* **TO DO**:
Below are some records; output exactly the lines from the line with "Where can you spot the seat" to the line with "Where can you spot the black suit", both ends kept, and nothing more.
STUDY MATERIAL START
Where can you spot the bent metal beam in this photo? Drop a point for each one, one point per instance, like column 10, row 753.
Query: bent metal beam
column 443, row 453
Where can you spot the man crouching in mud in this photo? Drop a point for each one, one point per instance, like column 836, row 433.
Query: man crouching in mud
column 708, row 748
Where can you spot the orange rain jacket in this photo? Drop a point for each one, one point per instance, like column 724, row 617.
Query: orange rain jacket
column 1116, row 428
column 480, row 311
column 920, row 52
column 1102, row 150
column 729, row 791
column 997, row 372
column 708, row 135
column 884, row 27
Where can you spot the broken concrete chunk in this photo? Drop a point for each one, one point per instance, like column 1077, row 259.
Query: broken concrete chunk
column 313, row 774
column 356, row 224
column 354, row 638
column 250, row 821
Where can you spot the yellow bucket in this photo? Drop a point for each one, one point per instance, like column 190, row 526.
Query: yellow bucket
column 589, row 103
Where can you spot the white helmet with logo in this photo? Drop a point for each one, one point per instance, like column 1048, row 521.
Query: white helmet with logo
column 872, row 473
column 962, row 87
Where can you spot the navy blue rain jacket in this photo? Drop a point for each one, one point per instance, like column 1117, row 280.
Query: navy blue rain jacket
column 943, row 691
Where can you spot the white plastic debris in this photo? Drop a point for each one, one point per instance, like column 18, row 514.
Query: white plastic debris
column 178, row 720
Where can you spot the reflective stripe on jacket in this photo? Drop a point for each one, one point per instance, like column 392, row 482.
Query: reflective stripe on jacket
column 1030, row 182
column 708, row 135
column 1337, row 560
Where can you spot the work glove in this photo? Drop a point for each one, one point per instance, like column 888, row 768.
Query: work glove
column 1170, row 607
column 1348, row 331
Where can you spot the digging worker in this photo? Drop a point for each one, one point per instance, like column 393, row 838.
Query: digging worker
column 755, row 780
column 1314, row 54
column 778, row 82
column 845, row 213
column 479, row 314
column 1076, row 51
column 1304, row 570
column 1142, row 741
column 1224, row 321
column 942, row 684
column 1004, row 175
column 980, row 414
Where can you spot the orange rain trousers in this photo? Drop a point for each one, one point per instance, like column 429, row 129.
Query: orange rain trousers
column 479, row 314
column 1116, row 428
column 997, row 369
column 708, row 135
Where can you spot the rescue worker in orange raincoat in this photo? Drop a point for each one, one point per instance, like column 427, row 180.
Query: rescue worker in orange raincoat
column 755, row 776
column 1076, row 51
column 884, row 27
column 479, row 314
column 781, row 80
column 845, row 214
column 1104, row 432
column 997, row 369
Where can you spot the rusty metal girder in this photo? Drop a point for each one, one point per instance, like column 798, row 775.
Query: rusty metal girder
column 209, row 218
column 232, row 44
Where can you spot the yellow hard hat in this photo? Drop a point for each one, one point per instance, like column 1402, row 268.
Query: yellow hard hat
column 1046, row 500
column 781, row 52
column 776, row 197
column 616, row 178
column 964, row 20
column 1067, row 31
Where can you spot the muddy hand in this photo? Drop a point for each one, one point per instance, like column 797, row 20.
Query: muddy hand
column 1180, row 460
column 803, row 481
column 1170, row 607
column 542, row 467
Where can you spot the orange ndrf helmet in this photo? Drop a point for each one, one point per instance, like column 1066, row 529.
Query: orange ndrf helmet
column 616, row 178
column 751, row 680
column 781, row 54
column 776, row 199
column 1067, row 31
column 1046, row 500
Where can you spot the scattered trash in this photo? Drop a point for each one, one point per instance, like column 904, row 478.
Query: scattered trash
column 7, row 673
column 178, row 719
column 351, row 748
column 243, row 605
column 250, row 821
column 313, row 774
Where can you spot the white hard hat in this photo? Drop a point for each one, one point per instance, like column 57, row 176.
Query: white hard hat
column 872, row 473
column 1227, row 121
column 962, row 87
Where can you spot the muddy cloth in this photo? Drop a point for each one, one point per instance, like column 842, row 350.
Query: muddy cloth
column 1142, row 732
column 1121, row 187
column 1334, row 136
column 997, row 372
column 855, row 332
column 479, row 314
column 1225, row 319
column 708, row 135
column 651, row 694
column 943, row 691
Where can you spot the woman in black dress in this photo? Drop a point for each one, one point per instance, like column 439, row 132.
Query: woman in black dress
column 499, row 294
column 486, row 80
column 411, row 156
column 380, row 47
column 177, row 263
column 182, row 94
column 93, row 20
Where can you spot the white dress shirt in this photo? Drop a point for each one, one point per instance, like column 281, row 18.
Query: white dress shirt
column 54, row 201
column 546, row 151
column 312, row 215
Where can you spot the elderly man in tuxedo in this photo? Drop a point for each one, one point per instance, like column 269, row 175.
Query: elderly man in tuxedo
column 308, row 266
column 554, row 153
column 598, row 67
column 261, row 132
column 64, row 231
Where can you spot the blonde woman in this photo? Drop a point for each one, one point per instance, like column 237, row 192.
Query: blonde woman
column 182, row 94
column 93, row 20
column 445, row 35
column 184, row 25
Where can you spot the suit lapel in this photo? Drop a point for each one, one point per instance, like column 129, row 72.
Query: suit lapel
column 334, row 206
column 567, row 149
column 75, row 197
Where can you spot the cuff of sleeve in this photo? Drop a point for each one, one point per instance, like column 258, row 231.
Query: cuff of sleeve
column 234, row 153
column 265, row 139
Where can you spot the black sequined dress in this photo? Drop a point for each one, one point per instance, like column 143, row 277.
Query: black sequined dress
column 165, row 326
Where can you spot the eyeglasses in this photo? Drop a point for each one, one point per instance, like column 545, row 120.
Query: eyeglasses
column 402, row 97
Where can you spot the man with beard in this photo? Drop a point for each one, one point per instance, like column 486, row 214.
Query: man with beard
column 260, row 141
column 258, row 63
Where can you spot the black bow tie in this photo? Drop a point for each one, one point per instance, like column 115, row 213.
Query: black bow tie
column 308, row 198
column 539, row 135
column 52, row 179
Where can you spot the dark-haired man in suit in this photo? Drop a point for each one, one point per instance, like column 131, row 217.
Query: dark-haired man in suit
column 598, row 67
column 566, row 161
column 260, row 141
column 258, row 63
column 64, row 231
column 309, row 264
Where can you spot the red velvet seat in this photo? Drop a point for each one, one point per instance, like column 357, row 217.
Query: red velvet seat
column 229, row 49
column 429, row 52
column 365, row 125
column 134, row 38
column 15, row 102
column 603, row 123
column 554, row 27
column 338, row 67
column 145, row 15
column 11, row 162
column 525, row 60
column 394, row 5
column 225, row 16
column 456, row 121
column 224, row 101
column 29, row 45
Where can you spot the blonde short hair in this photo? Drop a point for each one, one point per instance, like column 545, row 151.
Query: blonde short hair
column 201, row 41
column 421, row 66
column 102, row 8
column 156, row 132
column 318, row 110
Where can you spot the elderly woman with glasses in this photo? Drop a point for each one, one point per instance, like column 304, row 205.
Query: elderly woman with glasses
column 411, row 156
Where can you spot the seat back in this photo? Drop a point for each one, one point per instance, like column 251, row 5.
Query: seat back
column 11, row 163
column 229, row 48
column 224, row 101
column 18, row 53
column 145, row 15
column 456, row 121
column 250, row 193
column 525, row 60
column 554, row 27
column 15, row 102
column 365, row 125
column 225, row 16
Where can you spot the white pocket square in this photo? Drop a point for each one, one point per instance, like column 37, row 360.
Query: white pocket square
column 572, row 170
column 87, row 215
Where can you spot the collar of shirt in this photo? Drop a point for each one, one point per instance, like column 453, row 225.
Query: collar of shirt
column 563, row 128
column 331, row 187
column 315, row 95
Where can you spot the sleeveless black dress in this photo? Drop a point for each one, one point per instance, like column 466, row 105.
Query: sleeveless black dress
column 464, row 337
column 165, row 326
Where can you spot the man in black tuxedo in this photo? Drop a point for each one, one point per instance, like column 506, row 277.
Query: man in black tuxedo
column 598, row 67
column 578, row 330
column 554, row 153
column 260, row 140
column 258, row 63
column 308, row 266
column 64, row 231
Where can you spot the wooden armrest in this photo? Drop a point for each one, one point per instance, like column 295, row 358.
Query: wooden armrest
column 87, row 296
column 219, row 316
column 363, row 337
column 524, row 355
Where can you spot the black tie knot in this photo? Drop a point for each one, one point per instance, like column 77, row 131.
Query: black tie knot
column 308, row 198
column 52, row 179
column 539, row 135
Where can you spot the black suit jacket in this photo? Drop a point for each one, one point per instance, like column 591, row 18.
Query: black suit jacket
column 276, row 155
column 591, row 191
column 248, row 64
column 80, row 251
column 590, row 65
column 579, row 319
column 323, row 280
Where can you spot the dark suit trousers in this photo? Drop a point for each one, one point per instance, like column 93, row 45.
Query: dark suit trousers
STUDY MATERIAL END
* **YOUR SOLUTION**:
Where can you spot the seat back in this photo? Drop a point for each one, one point per instance, like column 251, row 5.
Query: seat back
column 11, row 163
column 229, row 48
column 224, row 101
column 18, row 53
column 145, row 15
column 456, row 121
column 250, row 193
column 525, row 60
column 554, row 27
column 15, row 102
column 365, row 125
column 225, row 16
Where can you spot the white pocket square in this photo? Drop a point for each one, one point per instance, like column 37, row 360.
Query: white pocket square
column 572, row 170
column 87, row 215
Where can you spot the collar of shirt in this photo? Drop a point for each one, one point per instance, like column 453, row 225.
Query: collar of shirt
column 563, row 128
column 331, row 187
column 315, row 95
Where can you spot the sleeveless black dress in this photo? Drop a point for each one, one point per instance, like column 466, row 105.
Query: sleeveless black dress
column 464, row 337
column 165, row 326
Where can you spot the man in black tuxedo in this photo? Drop a point for each one, one point per instance, like column 506, row 277.
Query: man in black tuxedo
column 598, row 67
column 578, row 330
column 554, row 153
column 260, row 140
column 258, row 63
column 308, row 266
column 64, row 231
Where can you spot the wooden armrest in this photo? Drop a point for each one, one point per instance, like column 295, row 358.
Query: wooden armrest
column 87, row 296
column 219, row 316
column 363, row 337
column 524, row 355
Where can you spot the black tie knot in this photo? Drop a point for each one, one point per instance, like column 77, row 131.
Query: black tie knot
column 308, row 198
column 52, row 179
column 539, row 135
Where can you spot the black suit jacket in this photo? Drop a point for each one, one point per instance, like column 591, row 18.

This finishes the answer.